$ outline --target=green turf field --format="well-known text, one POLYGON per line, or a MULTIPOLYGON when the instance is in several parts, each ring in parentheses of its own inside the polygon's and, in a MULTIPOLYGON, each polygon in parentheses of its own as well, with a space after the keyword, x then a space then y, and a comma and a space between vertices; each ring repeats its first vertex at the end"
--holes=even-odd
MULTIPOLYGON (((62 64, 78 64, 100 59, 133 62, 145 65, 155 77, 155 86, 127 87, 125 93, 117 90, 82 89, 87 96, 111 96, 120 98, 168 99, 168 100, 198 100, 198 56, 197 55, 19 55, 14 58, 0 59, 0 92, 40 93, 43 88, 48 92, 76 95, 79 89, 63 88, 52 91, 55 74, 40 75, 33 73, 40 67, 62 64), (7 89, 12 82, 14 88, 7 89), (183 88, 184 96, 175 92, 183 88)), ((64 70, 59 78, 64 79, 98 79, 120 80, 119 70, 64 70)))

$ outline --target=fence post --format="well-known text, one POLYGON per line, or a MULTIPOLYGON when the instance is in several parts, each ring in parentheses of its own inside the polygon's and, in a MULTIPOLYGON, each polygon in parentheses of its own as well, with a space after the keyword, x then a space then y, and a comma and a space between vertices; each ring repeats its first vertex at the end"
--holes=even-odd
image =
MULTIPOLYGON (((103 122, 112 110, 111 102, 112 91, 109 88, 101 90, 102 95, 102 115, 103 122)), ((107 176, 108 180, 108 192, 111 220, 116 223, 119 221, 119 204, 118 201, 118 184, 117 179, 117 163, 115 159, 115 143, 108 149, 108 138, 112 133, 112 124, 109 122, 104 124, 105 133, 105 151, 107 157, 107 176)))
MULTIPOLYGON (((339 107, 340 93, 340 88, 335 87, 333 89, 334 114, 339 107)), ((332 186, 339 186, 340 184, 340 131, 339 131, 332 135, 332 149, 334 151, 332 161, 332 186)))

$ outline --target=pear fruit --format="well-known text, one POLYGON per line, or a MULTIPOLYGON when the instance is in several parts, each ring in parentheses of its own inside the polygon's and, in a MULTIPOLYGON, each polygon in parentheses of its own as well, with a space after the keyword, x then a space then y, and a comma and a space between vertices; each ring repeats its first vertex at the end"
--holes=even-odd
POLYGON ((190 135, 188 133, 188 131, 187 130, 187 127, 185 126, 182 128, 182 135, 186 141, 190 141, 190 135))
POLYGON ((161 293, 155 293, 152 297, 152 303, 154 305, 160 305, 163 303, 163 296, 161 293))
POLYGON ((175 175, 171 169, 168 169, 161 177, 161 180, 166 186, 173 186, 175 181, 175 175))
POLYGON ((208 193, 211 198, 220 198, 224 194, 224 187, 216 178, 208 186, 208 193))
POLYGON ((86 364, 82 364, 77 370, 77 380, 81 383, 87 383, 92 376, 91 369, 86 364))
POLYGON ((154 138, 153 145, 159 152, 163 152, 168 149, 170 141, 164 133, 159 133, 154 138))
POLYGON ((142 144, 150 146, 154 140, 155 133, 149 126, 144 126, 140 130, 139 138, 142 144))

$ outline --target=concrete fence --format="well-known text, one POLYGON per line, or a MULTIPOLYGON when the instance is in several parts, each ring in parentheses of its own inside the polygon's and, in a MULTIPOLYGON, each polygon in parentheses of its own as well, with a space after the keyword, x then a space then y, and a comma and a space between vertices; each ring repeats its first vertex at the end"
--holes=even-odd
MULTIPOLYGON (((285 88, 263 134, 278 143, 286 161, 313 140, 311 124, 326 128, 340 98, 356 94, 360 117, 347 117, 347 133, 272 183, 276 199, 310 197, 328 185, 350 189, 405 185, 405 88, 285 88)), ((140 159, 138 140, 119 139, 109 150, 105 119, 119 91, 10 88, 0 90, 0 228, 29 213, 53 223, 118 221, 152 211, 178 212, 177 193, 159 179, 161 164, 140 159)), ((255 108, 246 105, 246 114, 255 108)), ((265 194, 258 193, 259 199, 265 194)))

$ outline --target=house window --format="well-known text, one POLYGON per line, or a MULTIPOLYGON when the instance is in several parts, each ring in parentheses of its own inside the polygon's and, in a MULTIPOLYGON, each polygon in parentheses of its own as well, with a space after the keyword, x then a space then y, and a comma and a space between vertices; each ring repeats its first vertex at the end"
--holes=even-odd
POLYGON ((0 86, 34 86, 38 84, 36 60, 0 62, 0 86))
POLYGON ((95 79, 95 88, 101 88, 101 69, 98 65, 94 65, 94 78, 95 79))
+++
» Aim of the exercise: Copy all of the lines above word for word, without changing anything.

» Task answer:
$ outline --target=green turf field --format="well-known text, one POLYGON per line, or a MULTIPOLYGON when the instance is in several parts, each ring in parentheses of its own inside the polygon's and, in a MULTIPOLYGON, each polygon in parentheses of its own as well, with a space after the keyword, x then a space then y, and a comma and a space between vertices; each ring repeats its first vertex at the end"
--holes=even-odd
MULTIPOLYGON (((62 64, 78 64, 100 59, 133 62, 145 65, 155 77, 155 86, 127 87, 125 93, 117 90, 82 89, 87 96, 111 96, 120 98, 168 99, 168 100, 198 100, 198 56, 197 55, 19 55, 14 58, 0 59, 0 92, 40 93, 43 88, 48 92, 76 95, 79 89, 63 88, 52 91, 55 74, 40 75, 33 73, 40 67, 62 64), (7 89, 12 82, 14 88, 7 89), (183 88, 184 96, 175 92, 183 88)), ((64 70, 59 78, 64 79, 98 79, 120 80, 119 70, 64 70)))

$ outline --target=fence post --format="well-known text, one POLYGON per line, or a MULTIPOLYGON when the instance is in several parts, each ring in parentheses of its own inside the polygon's and, in a MULTIPOLYGON, each polygon in parentheses of its own as well, with a space after the keyword, x then a space then y, and a comma and a space between vertices; each ring repeats its first vertex at the end"
--holes=even-odd
image =
MULTIPOLYGON (((103 122, 112 110, 111 102, 112 91, 109 88, 101 90, 102 95, 102 115, 103 122)), ((107 176, 108 180, 108 192, 111 220, 116 223, 119 221, 119 204, 118 201, 118 184, 117 179, 117 163, 115 159, 115 143, 108 149, 108 138, 112 133, 112 124, 109 122, 104 124, 105 133, 105 151, 107 157, 107 176)))
MULTIPOLYGON (((339 107, 340 93, 340 88, 335 87, 333 89, 334 114, 339 107)), ((332 186, 339 186, 340 184, 340 131, 339 131, 332 135, 332 149, 334 151, 332 161, 332 186)))

$ outline --target=pear fruit --format="well-known text, one POLYGON per line, or a MULTIPOLYGON when the instance is in several parts, each ring in parentheses of its own inside the polygon's and, in a MULTIPOLYGON, each polygon in parentheses of its own as well, with a space after the keyword, x then a space then y, and a comma and a space between vertices; each ring repeats its first vertex at the end"
--holes=even-odd
POLYGON ((190 135, 188 133, 188 131, 187 130, 187 127, 185 126, 182 128, 182 135, 186 141, 190 141, 190 135))
POLYGON ((161 293, 155 293, 152 297, 152 303, 154 305, 160 305, 163 303, 163 296, 161 293))
POLYGON ((175 175, 171 169, 168 169, 161 177, 161 180, 166 186, 173 186, 175 181, 175 175))
POLYGON ((208 193, 211 198, 220 198, 224 194, 224 187, 216 178, 208 186, 208 193))
POLYGON ((86 364, 82 364, 77 370, 77 380, 81 383, 87 383, 92 376, 91 369, 86 364))
POLYGON ((154 138, 153 145, 159 152, 163 152, 168 149, 170 141, 164 133, 159 133, 154 138))
POLYGON ((142 144, 150 146, 154 140, 155 133, 149 126, 144 126, 140 130, 139 138, 142 144))

$ outline --target=concrete fence --format="well-known text, one POLYGON per line, or a MULTIPOLYGON when the instance is in several parts, each ring in parentheses of its own inside the polygon's and, in a MULTIPOLYGON, each polygon in parentheses of its own as well, with a space after the keyword, x then a space then y, and a comma and a space between vertices; each ring repeats its first vertex at the end"
--holes=even-odd
MULTIPOLYGON (((285 88, 263 134, 278 143, 286 161, 313 140, 311 124, 326 128, 340 98, 356 94, 360 117, 347 117, 347 133, 272 183, 276 199, 310 197, 328 185, 350 189, 405 185, 405 88, 285 88)), ((140 159, 138 140, 119 139, 109 150, 105 119, 119 91, 10 88, 0 90, 0 228, 29 213, 53 223, 118 221, 152 211, 178 212, 177 193, 159 179, 161 164, 140 159)), ((255 108, 246 105, 246 114, 255 108)), ((265 194, 258 193, 259 199, 265 194)))

$ outline --target=house window --format="well-known text, one POLYGON per line, or a MULTIPOLYGON when the instance is in several parts, each ring in parentheses of its own inside the polygon's and, in a MULTIPOLYGON, each polygon in parentheses of its own as well, with a space after the keyword, x then a space then y, and a comma and a space between vertices; each ring repeats its first vertex at the end"
--holes=even-odd
POLYGON ((0 86, 34 86, 38 84, 36 60, 0 62, 0 86))
POLYGON ((95 79, 95 88, 101 88, 101 69, 98 65, 94 65, 94 78, 95 79))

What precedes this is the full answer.